_Aim of the exercise:_ Transcribe the listing in full. Keep every line exactly as it stands.

_Records for the task:_
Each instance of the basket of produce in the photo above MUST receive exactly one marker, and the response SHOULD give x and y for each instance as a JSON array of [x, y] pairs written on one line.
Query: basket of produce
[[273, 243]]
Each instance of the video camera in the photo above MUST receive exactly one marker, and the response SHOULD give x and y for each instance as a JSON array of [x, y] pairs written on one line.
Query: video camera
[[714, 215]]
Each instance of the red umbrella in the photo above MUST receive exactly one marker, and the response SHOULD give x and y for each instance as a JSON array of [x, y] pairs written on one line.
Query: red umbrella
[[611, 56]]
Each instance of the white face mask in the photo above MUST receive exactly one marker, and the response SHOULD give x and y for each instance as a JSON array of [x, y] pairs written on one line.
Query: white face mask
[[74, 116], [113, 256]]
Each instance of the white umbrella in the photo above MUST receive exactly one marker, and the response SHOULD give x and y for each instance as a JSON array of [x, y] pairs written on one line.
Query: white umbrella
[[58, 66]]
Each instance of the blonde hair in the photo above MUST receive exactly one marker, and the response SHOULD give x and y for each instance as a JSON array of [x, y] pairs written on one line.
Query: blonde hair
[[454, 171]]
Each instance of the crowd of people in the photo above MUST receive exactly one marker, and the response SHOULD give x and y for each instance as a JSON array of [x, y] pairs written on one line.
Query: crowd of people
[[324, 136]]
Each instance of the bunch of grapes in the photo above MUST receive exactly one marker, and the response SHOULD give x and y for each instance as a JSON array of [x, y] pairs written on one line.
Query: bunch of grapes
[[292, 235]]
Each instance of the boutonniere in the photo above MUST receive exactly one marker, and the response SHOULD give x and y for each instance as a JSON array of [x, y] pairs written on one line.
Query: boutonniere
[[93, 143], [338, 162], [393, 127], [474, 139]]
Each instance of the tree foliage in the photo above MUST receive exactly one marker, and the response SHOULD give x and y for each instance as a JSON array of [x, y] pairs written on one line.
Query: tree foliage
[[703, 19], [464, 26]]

_Final answer:_
Each instance of the basket of produce in the photo above MUST receive exactly one marker, and the response SHOULD give x and y for each instance as a JSON array of [x, y] pairs written on one line.
Query: basket of produce
[[273, 243]]
Each instance of the video camera in the photo above MUST receive exactly one marker, and the response SHOULD give x and y for each instance as a JSON array of [x, y] pairs written on one line.
Query: video camera
[[714, 215]]
Each instance of the red umbrella in the photo above MUST receive exactly one marker, and the response SHOULD give x and y for each instance as a JSON array of [x, y] pairs written on one line.
Query: red umbrella
[[611, 56]]
Each instance of the white face mask in the photo above MUST receive exactly one marker, and the response SHOULD give x and y for each instance as a JSON array of [x, y] pairs written on one line.
Query: white face mask
[[74, 116], [113, 256]]
Each instance of the white umbrella in the photo above MUST receive exactly one marker, and the response SHOULD give x and y for each instance as a JSON array of [x, y] pairs written on one line.
Query: white umbrella
[[58, 66]]
Each instance of the blonde hair in the photo above MUST receive exactly one marker, and the response SHOULD give x and y for each instance as a JSON array of [x, y] pairs written on one line.
Query: blonde hair
[[454, 171]]
Each instance of the crowd of people in the photo above MUST receive exactly one marker, and the response SHOULD give x and y for each instance as a JSON array of [x, y] pairs written on one line.
Query: crowd of people
[[324, 136]]
Each instance of the bunch of grapes in the photo above MUST receive exactly one marker, and the response SHOULD give x and y for each instance as a JSON array of [x, y] pairs written on one line.
Query: bunch of grapes
[[292, 235]]
Each instance of the boutonniere in the photo above MUST receive exactly one marker, and the response SHOULD give x and y for each instance as a JSON array of [x, y] pairs written on one line.
Query: boutonniere
[[93, 143], [338, 162], [393, 127], [474, 139]]
Each instance of the tree foliage in the photo above MUST receive exactly one marker, and the response SHOULD give x and y for each instance as a JSON array of [x, y] pairs written on one line.
Query: tree foliage
[[703, 19], [464, 26]]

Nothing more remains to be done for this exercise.